Another year, another tear


I'm a little late on this, but the Bug turned the big oh-five on Tuesday, and I'm not sure what to think of it.  I didn't get all sad or freaked out about it like I thought I would.

In a way, it's just another number, just like all the rest.  But, in another way, it seems so...BIG.  Turning five is a big deal right?  Starting kindergarten soon, old enough to go to camp...

I keep wondering why I'm not crying.  Will the tears flow like a river on the first day of school???

I do think about how FAST it has gone, and it kinda makes me queasy.  If the first five years flew by this fast, will the rest?  Oh, Lord, let her go to a local college.  Let her live at home until she's married.  And let her wait until she's 30 to get married.

I know this is not the right stuff to be praying.  I just don't know what I'm GOING.TO.DO!!!!

I guess I'm getting ahead of myself.  But it's going by so quickly, it seems as though the time is getting ahead of me.

What I want to know is this -- why didn't time go by this fast when I was a kid???  I feel like I been robbed!

• Supplied material
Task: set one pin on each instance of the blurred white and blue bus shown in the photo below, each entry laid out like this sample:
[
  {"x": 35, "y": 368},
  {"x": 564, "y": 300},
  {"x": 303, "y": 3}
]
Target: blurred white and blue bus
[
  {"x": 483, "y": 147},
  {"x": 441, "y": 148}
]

• Task requirements
Write down the blog post about a daughter turning five verbatim, between "Another year, another" and "to get married.", inclusive.

• Answer below
Another year, another tear


I'm a little late on this, but the Bug turned the big oh-five on Tuesday, and I'm not sure what to think of it.  I didn't get all sad or freaked out about it like I thought I would.

In a way, it's just another number, just like all the rest.  But, in another way, it seems so...BIG.  Turning five is a big deal right?  Starting kindergarten soon, old enough to go to camp...

I keep wondering why I'm not crying.  Will the tears flow like a river on the first day of school???

I do think about how FAST it has gone, and it kinda makes me queasy.  If the first five years flew by this fast, will the rest?  Oh, Lord, let her go to a local college.  Let her live at home until she's married.  And let her wait until she's 30 to get married.